第四章 有機栽培から自然栽培へ
私が自然な稲作を考えた始めてきっかけは釣りや山菜といった話の他にも、甥っ子がアトピーにかかったことがありました。と言いますか、これもやっばり釣りや山菜の話に回帰します。そのアトピーの甥っ子は、食事制限する必要があったのですが、不思議なことに、山の山菜と川の魚には拒否反応がありませんでした。
除草作業の様子 |
どうも自然で育った食材には、時に不思議なエネルギーを感じさせることがあります。
こういった効果がどこまで解明されているか、医学に明るくない私には責任のあることは言えませんが、しかし自然で育つ食材のほうが、誰かの役に立つ場合もあるかもしれない、そんな思いが心の中にふくらんできました。
そして、ついに「自然栽培」の稲作に取り組み始めたわけです。誰にでも喜んで食べていただける、そんな米を作りたい、その思いが根底にありました。
始めはアイガモ農法でした。「農薬」と「化学肥料」を使ないので、今までの稲作より自然に近づきました。ただし、化学肥料は使わずとも有機肥料を「田んぼに入れる」わけですから、まだ人為の働きに頼る稲作になっています。

保存されたデータ項目:
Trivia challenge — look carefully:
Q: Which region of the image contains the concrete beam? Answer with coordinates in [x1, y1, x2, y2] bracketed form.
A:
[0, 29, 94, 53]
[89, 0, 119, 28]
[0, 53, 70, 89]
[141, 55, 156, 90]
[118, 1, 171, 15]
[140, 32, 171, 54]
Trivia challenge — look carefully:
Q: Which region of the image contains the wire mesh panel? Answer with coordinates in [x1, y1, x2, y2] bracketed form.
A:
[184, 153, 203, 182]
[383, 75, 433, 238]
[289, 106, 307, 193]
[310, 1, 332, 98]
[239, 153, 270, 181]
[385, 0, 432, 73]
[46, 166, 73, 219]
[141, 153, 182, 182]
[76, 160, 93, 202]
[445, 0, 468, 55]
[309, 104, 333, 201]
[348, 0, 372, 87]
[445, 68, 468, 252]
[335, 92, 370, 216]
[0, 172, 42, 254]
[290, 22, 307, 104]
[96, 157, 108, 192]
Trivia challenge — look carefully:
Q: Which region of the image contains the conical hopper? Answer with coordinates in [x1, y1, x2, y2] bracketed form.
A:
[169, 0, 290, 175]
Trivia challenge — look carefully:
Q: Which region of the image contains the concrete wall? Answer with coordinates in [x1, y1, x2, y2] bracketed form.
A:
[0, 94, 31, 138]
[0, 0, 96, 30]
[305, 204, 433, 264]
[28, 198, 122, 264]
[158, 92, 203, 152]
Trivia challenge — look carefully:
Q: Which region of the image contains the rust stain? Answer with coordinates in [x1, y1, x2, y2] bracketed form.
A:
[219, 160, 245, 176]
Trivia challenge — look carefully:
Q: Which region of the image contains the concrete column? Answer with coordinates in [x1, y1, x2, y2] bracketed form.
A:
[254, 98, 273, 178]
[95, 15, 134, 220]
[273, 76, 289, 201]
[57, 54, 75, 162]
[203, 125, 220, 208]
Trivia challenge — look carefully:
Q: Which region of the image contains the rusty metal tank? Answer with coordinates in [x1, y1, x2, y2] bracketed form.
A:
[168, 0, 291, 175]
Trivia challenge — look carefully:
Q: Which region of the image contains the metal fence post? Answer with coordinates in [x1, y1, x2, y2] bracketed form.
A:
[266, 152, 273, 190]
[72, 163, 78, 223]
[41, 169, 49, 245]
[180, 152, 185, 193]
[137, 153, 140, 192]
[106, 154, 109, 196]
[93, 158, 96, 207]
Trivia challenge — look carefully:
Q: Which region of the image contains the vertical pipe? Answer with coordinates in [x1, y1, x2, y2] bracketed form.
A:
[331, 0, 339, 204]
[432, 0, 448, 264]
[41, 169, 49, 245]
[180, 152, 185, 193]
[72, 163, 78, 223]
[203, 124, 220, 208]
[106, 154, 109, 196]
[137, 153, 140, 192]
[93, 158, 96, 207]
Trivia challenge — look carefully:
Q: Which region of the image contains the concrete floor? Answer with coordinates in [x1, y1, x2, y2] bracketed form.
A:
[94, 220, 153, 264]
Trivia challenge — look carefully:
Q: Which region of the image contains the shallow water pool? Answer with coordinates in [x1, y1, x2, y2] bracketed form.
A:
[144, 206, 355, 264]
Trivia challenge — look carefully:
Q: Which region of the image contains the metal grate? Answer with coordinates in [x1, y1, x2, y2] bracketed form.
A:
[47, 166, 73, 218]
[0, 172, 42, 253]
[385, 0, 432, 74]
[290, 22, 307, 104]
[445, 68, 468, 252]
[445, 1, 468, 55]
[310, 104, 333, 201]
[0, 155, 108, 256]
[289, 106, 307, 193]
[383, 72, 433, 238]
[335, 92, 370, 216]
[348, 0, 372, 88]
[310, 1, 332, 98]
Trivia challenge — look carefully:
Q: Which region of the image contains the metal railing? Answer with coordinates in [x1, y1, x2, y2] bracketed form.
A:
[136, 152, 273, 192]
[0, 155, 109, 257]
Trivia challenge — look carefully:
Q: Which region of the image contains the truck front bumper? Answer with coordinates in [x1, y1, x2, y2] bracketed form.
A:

| 課題のねらい |
課題文の「第四章 有機栽培から自然栽培へ」から始まり「どうも自然で育った食材には、時に不思議なエネルギーを感じさせることがあります。」で終わる部分を、「甥っ子」を「姪っ子」に置き換えて書き改めなさい。

| 解答例 |
第四章 有機栽培から自然栽培へ
私が自然な稲作を考えた始めてきっかけは釣りや山菜といった話の他にも、姪っ子がアトピーにかかったことがありました。と言いますか、これもやっばり釣りや山菜の話に回帰します。そのアトピーの姪っ子は、食事制限する必要があったのですが、不思議なことに、山の山菜と川の魚には拒否反応がありませんでした。
除草作業の様子 |
どうも自然で育った食材には、時に不思議なエネルギーを感じさせることがあります。